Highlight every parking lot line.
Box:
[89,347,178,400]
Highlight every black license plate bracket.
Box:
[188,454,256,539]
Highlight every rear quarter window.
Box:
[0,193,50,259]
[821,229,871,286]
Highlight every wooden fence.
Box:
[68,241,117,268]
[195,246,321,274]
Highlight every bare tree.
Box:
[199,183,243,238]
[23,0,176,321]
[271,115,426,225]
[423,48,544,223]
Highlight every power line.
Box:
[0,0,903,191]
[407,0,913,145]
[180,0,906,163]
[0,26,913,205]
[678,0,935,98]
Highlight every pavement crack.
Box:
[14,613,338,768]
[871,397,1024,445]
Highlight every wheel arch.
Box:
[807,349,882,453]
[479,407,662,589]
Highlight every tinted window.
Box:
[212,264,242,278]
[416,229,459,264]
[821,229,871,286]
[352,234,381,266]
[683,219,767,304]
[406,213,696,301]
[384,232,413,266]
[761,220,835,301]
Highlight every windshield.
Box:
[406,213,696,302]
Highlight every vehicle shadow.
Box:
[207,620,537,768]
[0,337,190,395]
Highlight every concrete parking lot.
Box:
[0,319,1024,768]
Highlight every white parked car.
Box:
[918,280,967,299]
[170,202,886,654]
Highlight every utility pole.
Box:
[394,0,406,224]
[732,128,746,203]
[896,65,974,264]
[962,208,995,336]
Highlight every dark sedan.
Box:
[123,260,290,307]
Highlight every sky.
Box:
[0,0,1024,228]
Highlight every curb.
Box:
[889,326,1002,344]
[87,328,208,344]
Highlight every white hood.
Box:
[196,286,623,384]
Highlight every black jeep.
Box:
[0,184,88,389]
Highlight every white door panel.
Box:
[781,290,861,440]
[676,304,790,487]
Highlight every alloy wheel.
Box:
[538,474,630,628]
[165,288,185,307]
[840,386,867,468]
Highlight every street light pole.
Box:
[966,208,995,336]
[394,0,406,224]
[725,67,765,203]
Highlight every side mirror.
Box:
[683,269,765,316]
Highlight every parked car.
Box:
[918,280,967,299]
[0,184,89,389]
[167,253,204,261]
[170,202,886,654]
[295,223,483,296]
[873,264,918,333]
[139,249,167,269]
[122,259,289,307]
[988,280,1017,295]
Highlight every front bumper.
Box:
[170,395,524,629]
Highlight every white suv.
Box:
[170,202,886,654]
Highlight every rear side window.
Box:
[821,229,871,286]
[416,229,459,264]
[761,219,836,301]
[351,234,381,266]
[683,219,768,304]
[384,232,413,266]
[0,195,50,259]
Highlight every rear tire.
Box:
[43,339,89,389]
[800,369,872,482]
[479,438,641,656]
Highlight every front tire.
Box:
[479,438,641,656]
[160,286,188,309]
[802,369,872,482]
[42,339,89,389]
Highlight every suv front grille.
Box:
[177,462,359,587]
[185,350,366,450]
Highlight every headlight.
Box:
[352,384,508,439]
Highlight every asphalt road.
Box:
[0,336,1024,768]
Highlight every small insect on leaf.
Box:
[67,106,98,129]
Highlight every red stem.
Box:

______________________________

### Written problem
Convert all of the lines above into a JSON list of strings with one string per line, and omit any blank lines.

### Result of the task
[
  "Highlight every parking lot line.",
  "Box:",
  "[89,347,178,400]",
  "Highlight every black license plate bracket.",
  "Box:",
  "[188,454,256,539]",
  "Highlight every rear quarter window.",
  "Box:",
  "[0,193,50,259]",
  "[821,229,871,286]",
  "Highlight every wooden fence.",
  "Box:",
  "[68,241,117,268]",
  "[195,246,321,274]",
  "Highlight every bare tree.",
  "Box:",
  "[199,183,243,238]",
  "[23,0,176,321]",
  "[271,115,426,225]",
  "[423,48,544,223]",
  "Highlight every power line.",
  "Box:",
  "[0,0,903,191]",
  "[407,0,913,145]",
  "[180,0,906,163]",
  "[0,26,913,205]",
  "[678,0,935,98]",
  "Highlight every pavement crack.",
  "Box:",
  "[14,613,338,768]",
  "[871,397,1024,445]",
  "Highlight every wheel arch.",
  "Box:",
  "[807,349,882,453]",
  "[479,407,662,589]",
  "Highlight every tinted window.",
  "Box:",
  "[212,264,242,278]",
  "[416,229,459,264]",
  "[821,229,871,286]",
  "[352,234,381,266]",
  "[683,219,767,304]",
  "[406,213,696,301]",
  "[384,232,413,266]",
  "[761,220,835,301]",
  "Highlight every windshield.",
  "Box:",
  "[406,213,696,302]",
  "Highlight every vehicle shadow.",
  "Box:",
  "[207,620,537,768]",
  "[0,337,190,395]",
  "Highlight every concrete parking lot.",
  "Box:",
  "[0,319,1024,768]",
  "Highlight every white parked car.",
  "Box:",
  "[918,280,967,299]",
  "[170,202,886,654]",
  "Highlight every utility pole.",
  "Box:",
  "[394,0,406,224]",
  "[732,128,746,203]",
  "[896,65,974,264]",
  "[962,208,995,336]",
  "Highlight every dark sedan.",
  "Box:",
  "[123,260,290,307]",
  "Highlight every sky.",
  "Box:",
  "[0,0,1024,228]",
  "Highlight every curb.",
  "Box:",
  "[889,326,1002,344]",
  "[87,328,208,344]",
  "Highlight every white hood.",
  "Box:",
  "[196,286,623,384]",
  "Highlight every black jeep.",
  "Box:",
  "[0,184,88,389]",
  "Highlight every white door panel.",
  "Box:",
  "[781,290,861,440]",
  "[676,304,790,487]",
  "Highlight every alloy wheel.",
  "Box:",
  "[538,474,630,628]",
  "[165,288,185,307]",
  "[840,386,867,468]",
  "Highlight every street light pole.",
  "Box:",
  "[966,208,995,336]",
  "[394,0,406,224]",
  "[725,67,765,203]",
  "Highlight every side mirror.",
  "Box:",
  "[683,269,765,316]",
  "Highlight every parked car.",
  "Box:",
  "[918,280,967,299]",
  "[0,184,89,389]",
  "[167,253,204,261]",
  "[170,202,886,654]",
  "[295,223,483,296]",
  "[873,264,918,333]",
  "[139,249,167,269]",
  "[122,259,289,307]",
  "[988,280,1017,295]",
  "Highlight every front bumper.",
  "Box:",
  "[170,395,524,629]",
  "Highlight every white suv.",
  "Box:",
  "[170,202,886,654]",
  "Highlight every rear side window.",
  "Box:",
  "[821,229,871,286]",
  "[416,229,459,264]",
  "[761,219,836,301]",
  "[351,234,381,266]",
  "[683,219,768,304]",
  "[384,232,413,266]",
  "[0,195,50,259]",
  "Highlight every rear tire.",
  "Box:",
  "[43,339,89,389]",
  "[800,369,872,482]",
  "[479,438,641,656]",
  "Highlight every front tire.",
  "Box:",
  "[479,438,641,656]",
  "[160,286,188,309]",
  "[802,369,872,482]",
  "[42,339,89,389]",
  "Highlight every suv front grille.",
  "Box:",
  "[177,462,359,587]",
  "[185,350,366,450]",
  "Highlight every headlight.",
  "Box:",
  "[352,384,508,439]",
  "Highlight every asphalt road.",
  "Box:",
  "[0,336,1024,768]",
  "Highlight every small insect on leaf.",
  "Box:",
  "[67,106,98,129]",
  "Highlight every red stem.",
  "Box:"
]